max-t-dev
Author here. Caveman is a popular Claude Code plugin that compresses Claude's responses via a custom skill with intensity modes. I wanted to know whether it actually beats the simplest possible alternative, prepending "be brief." to prompts. 24 prompts, 5 arms, judged by a separate Claude against per-prompt rubrics covering required facts, required terms, and dangerous wrong claims to avoid. 120 scored responses, 100% key-point coverage across every arm, zero must_avoid triggers. Headline: "be brief." matched caveman on tokens (419 vs 401-449) and quality (0.985 vs 0.970-0.976). Caveman has real value beyond compression. Consistent output structure, intensity modes, the Auto-Clarity safety escape. But the compression itself isn't the differentiator I expected. Harness is open source and strategy-agnostic if anyone wants to add an arm: https://github.com/max-taylor/cc-compression-bench Happy to answer questions about methodology, the per-category variance findings, or the bits I cut from the writeup.
BewareTheYiga
Caveman made me laugh and that, in theory, should count for something.

▸ **Assigned task**
From the forum thread about the Caveman plugin, list every benefit the author credits to Caveman beyond compression.

▸ **Material shown**
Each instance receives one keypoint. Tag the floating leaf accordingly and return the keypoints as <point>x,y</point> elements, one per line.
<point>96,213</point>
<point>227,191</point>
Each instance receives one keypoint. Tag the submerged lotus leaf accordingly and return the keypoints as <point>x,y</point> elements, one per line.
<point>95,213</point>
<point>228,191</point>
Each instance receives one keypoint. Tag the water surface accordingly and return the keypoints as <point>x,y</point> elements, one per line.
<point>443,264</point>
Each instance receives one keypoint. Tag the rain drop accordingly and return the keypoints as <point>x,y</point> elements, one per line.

▸ **Written solution**
- Consistent output structure
- Intensity modes
- The Auto-Clarity safety escape